For the data below, give the number of lines that include the word "queried" and nothing else.
(DATA RECORDS)
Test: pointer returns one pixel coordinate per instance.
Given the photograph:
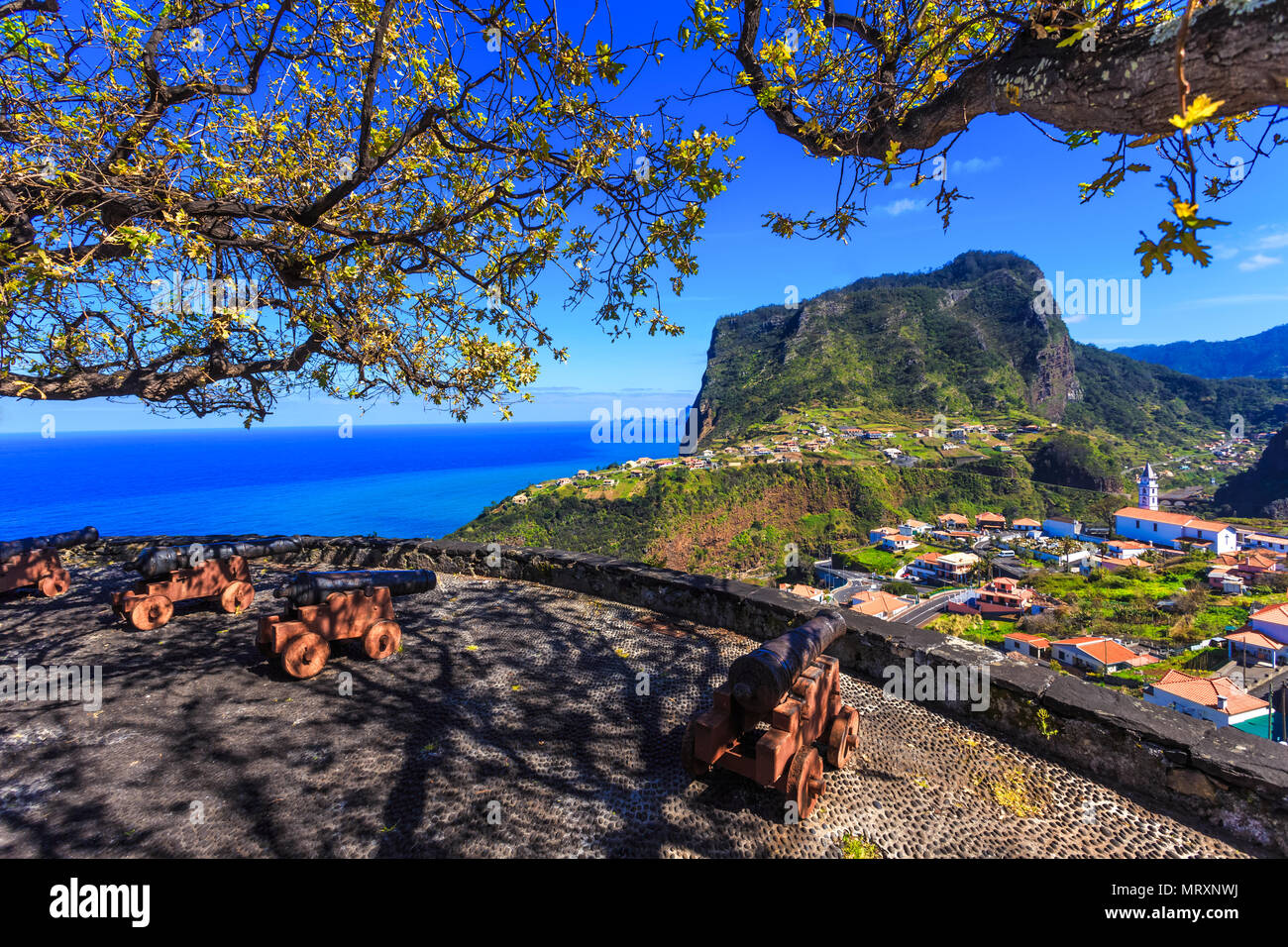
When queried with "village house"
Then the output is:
(1030, 646)
(804, 590)
(1261, 540)
(945, 567)
(1227, 579)
(1109, 564)
(1249, 565)
(879, 604)
(898, 543)
(1270, 621)
(1176, 530)
(1060, 527)
(1253, 647)
(1102, 655)
(1218, 699)
(1126, 549)
(1029, 527)
(1008, 592)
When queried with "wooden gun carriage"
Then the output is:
(213, 571)
(794, 688)
(34, 561)
(334, 605)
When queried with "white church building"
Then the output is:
(1146, 523)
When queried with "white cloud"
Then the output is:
(1258, 262)
(973, 165)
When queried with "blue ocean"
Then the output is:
(404, 480)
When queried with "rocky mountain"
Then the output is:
(961, 341)
(1263, 355)
(1261, 489)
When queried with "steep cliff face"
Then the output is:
(962, 339)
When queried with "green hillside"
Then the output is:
(1054, 427)
(737, 521)
(962, 341)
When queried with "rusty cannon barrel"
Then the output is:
(59, 540)
(312, 587)
(761, 678)
(161, 561)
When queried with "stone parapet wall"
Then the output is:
(1183, 766)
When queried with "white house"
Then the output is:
(1271, 621)
(1262, 540)
(898, 543)
(1209, 698)
(1126, 549)
(1175, 530)
(1100, 655)
(1061, 526)
(1145, 522)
(End DATA RECORDS)
→ **OUTPUT**
11